- WHAT IS EXPECTED -
Reproduce all the entries beneath this sentence exactly.

- RECORDS -
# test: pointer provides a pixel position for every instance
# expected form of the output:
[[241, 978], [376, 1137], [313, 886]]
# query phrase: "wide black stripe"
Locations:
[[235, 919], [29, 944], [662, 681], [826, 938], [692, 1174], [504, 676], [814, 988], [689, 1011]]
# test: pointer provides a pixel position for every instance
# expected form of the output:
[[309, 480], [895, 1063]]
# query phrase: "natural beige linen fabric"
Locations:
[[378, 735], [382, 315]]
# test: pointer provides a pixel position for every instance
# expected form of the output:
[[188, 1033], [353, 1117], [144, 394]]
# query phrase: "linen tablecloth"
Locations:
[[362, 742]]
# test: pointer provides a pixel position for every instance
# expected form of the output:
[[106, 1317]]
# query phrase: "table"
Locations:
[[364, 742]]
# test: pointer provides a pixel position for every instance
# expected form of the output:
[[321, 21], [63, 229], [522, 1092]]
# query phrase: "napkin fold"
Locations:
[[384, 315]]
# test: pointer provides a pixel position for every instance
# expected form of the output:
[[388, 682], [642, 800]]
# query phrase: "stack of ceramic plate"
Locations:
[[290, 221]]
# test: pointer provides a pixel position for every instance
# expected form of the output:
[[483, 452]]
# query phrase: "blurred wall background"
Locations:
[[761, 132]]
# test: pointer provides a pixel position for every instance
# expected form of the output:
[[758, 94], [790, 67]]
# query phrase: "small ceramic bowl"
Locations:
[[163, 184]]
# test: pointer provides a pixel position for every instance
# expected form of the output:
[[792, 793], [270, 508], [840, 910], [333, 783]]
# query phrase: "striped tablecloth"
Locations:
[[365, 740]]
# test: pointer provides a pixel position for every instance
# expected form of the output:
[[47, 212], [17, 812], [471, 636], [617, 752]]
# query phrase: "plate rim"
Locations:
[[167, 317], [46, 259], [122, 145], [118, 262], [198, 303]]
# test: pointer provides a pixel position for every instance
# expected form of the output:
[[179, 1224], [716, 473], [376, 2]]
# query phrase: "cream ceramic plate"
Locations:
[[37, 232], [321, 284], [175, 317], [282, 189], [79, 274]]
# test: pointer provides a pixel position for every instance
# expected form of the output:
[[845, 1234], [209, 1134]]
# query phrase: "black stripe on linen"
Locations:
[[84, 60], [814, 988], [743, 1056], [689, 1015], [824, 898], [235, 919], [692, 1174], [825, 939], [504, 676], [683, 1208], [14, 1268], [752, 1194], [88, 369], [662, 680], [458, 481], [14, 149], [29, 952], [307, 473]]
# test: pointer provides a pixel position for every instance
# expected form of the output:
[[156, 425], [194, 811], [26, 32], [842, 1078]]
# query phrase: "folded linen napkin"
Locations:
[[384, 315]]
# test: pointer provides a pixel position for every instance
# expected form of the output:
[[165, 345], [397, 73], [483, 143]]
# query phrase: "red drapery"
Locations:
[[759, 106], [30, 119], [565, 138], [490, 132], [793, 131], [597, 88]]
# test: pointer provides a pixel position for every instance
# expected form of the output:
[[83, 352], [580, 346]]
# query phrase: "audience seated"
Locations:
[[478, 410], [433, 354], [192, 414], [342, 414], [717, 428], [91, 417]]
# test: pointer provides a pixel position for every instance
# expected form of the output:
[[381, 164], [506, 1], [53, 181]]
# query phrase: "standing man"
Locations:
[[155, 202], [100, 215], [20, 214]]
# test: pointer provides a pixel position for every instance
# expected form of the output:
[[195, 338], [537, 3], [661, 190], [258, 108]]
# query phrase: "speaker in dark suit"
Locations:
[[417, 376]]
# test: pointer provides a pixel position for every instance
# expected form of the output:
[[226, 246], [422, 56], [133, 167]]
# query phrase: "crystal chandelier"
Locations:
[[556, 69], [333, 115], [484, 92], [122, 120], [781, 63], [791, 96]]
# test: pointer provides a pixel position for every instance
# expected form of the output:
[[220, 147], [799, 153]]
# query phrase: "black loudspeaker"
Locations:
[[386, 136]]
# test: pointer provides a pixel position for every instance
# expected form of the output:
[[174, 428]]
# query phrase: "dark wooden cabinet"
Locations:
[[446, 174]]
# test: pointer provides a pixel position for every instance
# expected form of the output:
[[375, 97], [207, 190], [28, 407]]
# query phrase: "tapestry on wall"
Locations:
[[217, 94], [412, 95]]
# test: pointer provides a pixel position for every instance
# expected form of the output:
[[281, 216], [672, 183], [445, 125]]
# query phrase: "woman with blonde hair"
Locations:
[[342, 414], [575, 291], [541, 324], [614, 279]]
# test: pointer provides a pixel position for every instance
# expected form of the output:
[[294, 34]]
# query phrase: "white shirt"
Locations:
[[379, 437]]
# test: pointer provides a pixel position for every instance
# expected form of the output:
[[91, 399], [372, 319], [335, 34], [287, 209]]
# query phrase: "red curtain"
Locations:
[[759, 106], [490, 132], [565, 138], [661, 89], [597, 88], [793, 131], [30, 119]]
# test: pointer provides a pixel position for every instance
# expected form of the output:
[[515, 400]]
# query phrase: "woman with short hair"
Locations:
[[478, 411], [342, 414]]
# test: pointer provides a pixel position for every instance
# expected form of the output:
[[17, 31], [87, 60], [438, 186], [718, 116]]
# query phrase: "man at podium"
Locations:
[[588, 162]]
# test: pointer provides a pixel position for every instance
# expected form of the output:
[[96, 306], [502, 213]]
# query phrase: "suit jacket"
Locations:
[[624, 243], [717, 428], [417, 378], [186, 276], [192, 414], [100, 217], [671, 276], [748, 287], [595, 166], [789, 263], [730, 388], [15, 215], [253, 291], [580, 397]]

- OUTPUT OF THE EXERCISE -
# test: pointer provides a pixel position for every instance
# expected form of the output:
[[241, 978], [376, 1137], [313, 886]]
# query phrase: "wide black stripe"
Locations:
[[235, 919], [29, 944], [662, 681], [826, 938], [692, 1174], [504, 676], [814, 988], [689, 1011]]
# test: pointer provides a pixel position for every instance
# expected form of the output:
[[309, 480], [895, 1063]]
# query phrase: "natural beige linen fabric"
Locations:
[[378, 735], [382, 315]]
# test: pointer provides a pixel position for every instance
# expected form of the output:
[[188, 1033], [353, 1117], [144, 394]]
# query phrase: "linen tablecloth"
Locations:
[[362, 742]]
# test: pointer provides a pixel position for every instance
# expected form of the output:
[[106, 1317]]
# query phrase: "table"
Locations:
[[364, 742]]
# test: pointer provides a pixel position for every instance
# expected form of the output:
[[321, 21], [63, 229], [522, 1092]]
# query phrase: "napkin fold"
Locations:
[[384, 315]]
# test: pointer provides a pixel position for every instance
# expected form of the output:
[[388, 682], [642, 800]]
# query phrase: "stack of ceramic plate"
Locations:
[[290, 221]]
# test: pointer provides a pixel position for every instance
# expected form of the output:
[[483, 452]]
# query phrase: "blurred wall background"
Locations:
[[761, 132]]
# test: pointer provides a pixel position for every instance
# expected form of the output:
[[758, 94], [790, 67]]
# query phrase: "small ceramic bowl"
Locations:
[[163, 184]]
# test: pointer provides a pixel position for every instance
# expected form of the output:
[[792, 793], [270, 508], [840, 910], [333, 783]]
# query phrase: "striped tablecloth"
Locations:
[[365, 740]]
# test: pointer provides a pixel position for every instance
# expected form of the output:
[[47, 212], [17, 812], [471, 636], [617, 752]]
# query phrase: "plate rim"
Locations:
[[167, 317], [46, 259], [122, 145], [118, 262], [198, 303]]
# test: pointer provides a pixel position for every instance
# expected form of the output:
[[179, 1224], [716, 473], [376, 2]]
# query phrase: "cream ceramic plate"
Locations:
[[37, 232], [321, 284], [175, 317], [282, 189], [79, 274]]
# test: pointer provides a pixel position for every instance
# expected form of the output:
[[845, 1234], [209, 1134]]
# query phrase: "black stripe on linen"
Locations:
[[84, 60], [814, 988], [743, 1056], [689, 1015], [824, 898], [235, 919], [692, 1174], [825, 939], [504, 676], [683, 1208], [14, 1268], [752, 1194], [88, 369], [662, 680], [458, 481], [14, 149], [29, 952], [307, 473]]
# test: pointer provides a pixel position for every instance
# expected form of the output:
[[156, 425], [194, 811], [26, 32], [842, 1078]]
# query phrase: "folded linen napkin"
Locations:
[[384, 315]]
# test: pointer provides a pixel position for every instance
# expected form of the output:
[[165, 345], [397, 73], [483, 143]]
# query phrase: "red drapery"
Locations:
[[759, 106], [30, 119], [565, 138], [490, 132], [793, 131], [597, 88]]
# test: pointer provides a pixel position for every instance
# expected form of the output:
[[83, 352], [580, 346]]
# query phrase: "audience seated"
Locations:
[[478, 410], [433, 354], [192, 414], [342, 414], [717, 428], [91, 417]]
# test: pointer provides a pixel position for every instance
# expected form of the output:
[[381, 164], [506, 1], [53, 181]]
# query phrase: "standing man"
Locations:
[[155, 202], [100, 215], [20, 214]]
# test: pointer provides a pixel position for every instance
# expected form of the output:
[[195, 338], [537, 3], [661, 190], [258, 108]]
# query phrase: "speaker in dark suit"
Locations:
[[417, 376]]
# test: pointer provides a pixel position for every instance
# expected form of the output:
[[226, 246], [422, 56], [133, 167]]
# query phrase: "crystal chandelier"
Locations:
[[556, 69], [333, 115], [484, 92], [122, 120], [781, 63], [791, 96]]
# test: pointer provides a pixel position for every instance
# expected form of the output:
[[220, 147], [799, 153]]
# query phrase: "black loudspeaker"
Locations:
[[386, 136]]
# test: pointer provides a pixel position for every instance
# expected form of the output:
[[174, 428]]
# query phrase: "dark wooden cabinet"
Locations:
[[446, 174]]
# test: pointer provides a pixel position for every instance
# expected form of the output:
[[375, 97], [207, 190], [28, 407]]
# query phrase: "tapestry on wall"
Locations:
[[217, 94], [412, 95]]
# test: pointer provides a pixel position for every instance
# expected form of the output:
[[281, 216], [672, 183], [445, 125]]
# query phrase: "woman with blonde hair"
Locations:
[[342, 414], [575, 291], [541, 324], [614, 279]]
# test: pointer provides a pixel position for every instance
# expected form of the output:
[[294, 34]]
# query phrase: "white shirt"
Locations:
[[379, 437]]
# test: pointer provides a pixel position for every instance
# expected form of the output:
[[91, 399], [372, 319], [335, 34], [287, 209]]
# query phrase: "red curtain"
Locations:
[[759, 106], [490, 132], [565, 138], [661, 89], [597, 88], [793, 131], [30, 119]]
# test: pointer provides a pixel position for every instance
# expected form of the output:
[[515, 400]]
# query phrase: "woman with short hair"
Locations:
[[478, 411], [342, 414]]
# test: pointer provides a pixel position for every instance
# expected form of the output:
[[17, 31], [87, 60], [438, 186], [718, 116]]
# query phrase: "man at podium"
Locations:
[[588, 162]]
# test: pointer provides a pixel position for every instance
# expected form of the output:
[[96, 306], [502, 213]]
# query phrase: "suit jacket"
Locations:
[[624, 243], [717, 428], [417, 378], [186, 276], [192, 414], [100, 217], [671, 276], [748, 287], [595, 166], [789, 263], [730, 388], [15, 215], [253, 291], [580, 397]]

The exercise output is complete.